WHAT YOU ARE ASKED TO DO:
Search the data below for the line containing "[[143, 219]]", then please set down that line and all remaining ones exactly as written.

-- MATERIAL FOR THIS TASK follows --

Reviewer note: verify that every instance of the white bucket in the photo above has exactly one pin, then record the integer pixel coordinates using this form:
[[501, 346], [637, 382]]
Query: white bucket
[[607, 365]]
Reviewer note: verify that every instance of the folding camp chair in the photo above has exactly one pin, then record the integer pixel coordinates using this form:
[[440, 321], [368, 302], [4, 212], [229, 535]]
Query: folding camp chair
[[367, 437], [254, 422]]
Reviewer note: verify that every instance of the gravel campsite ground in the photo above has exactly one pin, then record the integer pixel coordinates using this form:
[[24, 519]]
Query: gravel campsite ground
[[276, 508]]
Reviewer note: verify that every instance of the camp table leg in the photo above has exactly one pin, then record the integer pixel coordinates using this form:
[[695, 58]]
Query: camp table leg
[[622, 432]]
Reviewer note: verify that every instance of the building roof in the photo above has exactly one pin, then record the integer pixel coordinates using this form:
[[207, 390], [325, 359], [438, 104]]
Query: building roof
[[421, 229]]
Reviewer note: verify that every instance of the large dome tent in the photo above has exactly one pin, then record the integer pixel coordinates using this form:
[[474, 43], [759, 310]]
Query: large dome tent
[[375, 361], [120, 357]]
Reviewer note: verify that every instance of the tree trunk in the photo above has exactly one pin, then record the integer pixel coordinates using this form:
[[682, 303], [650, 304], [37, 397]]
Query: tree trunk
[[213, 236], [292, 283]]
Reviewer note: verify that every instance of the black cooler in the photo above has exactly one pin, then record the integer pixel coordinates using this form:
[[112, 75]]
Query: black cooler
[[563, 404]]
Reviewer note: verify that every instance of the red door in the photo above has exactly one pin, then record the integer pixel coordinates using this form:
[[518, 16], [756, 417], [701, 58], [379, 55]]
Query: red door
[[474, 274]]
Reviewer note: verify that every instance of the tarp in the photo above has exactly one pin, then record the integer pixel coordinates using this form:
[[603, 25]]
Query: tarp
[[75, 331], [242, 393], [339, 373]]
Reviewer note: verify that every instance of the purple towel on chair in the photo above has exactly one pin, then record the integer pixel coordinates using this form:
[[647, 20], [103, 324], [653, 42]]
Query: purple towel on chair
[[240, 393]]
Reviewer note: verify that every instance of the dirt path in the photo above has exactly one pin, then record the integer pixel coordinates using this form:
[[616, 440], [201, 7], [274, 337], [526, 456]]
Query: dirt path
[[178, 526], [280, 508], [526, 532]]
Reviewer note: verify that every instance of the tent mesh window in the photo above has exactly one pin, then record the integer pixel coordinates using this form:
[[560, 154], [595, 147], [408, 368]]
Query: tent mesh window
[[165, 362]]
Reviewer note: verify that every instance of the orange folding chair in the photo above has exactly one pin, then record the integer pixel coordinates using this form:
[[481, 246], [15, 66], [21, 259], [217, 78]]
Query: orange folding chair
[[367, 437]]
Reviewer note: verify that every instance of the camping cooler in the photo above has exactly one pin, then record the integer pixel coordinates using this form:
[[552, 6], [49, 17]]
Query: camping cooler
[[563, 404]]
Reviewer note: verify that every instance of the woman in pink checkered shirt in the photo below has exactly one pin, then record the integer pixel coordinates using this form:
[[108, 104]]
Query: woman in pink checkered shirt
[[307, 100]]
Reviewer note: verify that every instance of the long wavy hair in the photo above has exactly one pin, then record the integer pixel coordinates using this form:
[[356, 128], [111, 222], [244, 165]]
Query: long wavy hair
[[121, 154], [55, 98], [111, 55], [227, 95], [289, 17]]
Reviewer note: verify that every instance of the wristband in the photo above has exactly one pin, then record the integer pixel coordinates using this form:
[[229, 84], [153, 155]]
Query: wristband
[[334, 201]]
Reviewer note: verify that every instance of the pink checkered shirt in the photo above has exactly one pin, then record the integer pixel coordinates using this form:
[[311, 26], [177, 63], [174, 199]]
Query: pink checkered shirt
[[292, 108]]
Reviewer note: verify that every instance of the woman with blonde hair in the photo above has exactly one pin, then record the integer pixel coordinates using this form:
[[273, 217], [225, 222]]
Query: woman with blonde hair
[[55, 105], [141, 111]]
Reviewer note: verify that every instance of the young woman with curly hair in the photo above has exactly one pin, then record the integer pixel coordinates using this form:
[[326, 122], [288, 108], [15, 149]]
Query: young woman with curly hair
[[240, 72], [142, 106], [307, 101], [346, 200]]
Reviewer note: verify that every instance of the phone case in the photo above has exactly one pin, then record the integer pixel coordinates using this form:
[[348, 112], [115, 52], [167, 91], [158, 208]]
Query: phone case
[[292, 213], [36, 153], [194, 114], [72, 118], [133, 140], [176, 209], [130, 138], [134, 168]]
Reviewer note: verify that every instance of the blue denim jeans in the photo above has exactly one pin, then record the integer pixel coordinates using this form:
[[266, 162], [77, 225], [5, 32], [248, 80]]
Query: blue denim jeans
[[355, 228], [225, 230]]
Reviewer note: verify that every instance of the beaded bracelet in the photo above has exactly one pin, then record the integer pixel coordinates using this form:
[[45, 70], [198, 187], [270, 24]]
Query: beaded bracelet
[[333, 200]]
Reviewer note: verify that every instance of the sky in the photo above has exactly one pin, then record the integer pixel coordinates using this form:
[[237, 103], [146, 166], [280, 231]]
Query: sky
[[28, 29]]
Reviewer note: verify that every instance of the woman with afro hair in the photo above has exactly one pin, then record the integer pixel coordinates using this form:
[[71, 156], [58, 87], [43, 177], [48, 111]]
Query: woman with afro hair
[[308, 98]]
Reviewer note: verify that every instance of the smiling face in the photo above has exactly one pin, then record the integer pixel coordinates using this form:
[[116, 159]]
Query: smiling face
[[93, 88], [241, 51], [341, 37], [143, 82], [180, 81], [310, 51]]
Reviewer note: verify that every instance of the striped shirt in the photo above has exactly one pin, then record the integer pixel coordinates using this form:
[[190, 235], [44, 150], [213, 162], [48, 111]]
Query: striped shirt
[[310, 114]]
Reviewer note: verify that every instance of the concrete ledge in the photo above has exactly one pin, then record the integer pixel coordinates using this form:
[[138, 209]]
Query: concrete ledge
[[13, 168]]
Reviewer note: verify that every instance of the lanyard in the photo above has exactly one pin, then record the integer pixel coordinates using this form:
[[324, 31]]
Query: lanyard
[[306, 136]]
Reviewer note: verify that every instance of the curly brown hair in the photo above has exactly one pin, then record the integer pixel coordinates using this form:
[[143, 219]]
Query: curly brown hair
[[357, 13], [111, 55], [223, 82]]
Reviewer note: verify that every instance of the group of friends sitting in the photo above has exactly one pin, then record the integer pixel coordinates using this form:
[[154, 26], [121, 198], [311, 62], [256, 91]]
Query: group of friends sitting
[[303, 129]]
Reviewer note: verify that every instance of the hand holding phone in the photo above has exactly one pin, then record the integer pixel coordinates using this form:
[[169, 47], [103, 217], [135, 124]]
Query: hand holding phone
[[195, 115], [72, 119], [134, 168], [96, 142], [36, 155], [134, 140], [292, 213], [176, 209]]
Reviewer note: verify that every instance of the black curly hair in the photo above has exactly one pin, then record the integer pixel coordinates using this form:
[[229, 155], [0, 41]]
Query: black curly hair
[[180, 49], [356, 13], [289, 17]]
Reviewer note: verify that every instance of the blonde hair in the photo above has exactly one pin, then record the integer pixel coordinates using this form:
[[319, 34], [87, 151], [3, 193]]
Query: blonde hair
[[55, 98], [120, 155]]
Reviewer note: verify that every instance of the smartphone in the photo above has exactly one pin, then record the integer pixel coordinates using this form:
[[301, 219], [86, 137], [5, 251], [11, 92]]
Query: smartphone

-- MATERIAL FOR THIS TASK concluded --

TASK OUTPUT:
[[143, 219]]
Query: curly brown hair
[[357, 13], [111, 55], [223, 82]]
Reviewer note: verify that every instance of the group of friends sitting in the photo above has exactly one pin, then record the integer pixel coordinates using this form:
[[154, 26], [121, 198], [311, 62], [256, 91]]
Query: group of friends sitting
[[303, 129]]
Reviewer note: verify that every instance of the hand holding phone in the photo above has exactly one pin, then record the integer pixel coordinates using this form:
[[169, 47], [103, 217], [135, 124]]
Query: hand holding phone
[[195, 115], [72, 119], [134, 168], [96, 142], [36, 155], [134, 140], [292, 213], [176, 209]]
Reviewer note: verify that every instance of the black curly hair in the photo above has exactly one pin, then record the integer pixel coordinates using this form:
[[229, 155], [0, 41]]
Query: black curly hair
[[180, 49], [356, 13], [289, 17]]
Reviewer note: verify that every instance of the blonde hair in the photo above has exactly one pin, then record the integer pixel coordinates using this form:
[[319, 34], [87, 151], [3, 193]]
Query: blonde hair
[[55, 98], [120, 155]]
Reviewer note: verify that every instance of the smartphone in the photo above has exactly one pin, then record the integer pixel coordinates using this form:
[[301, 219], [86, 137], [5, 251], [11, 92]]
Query: smartphone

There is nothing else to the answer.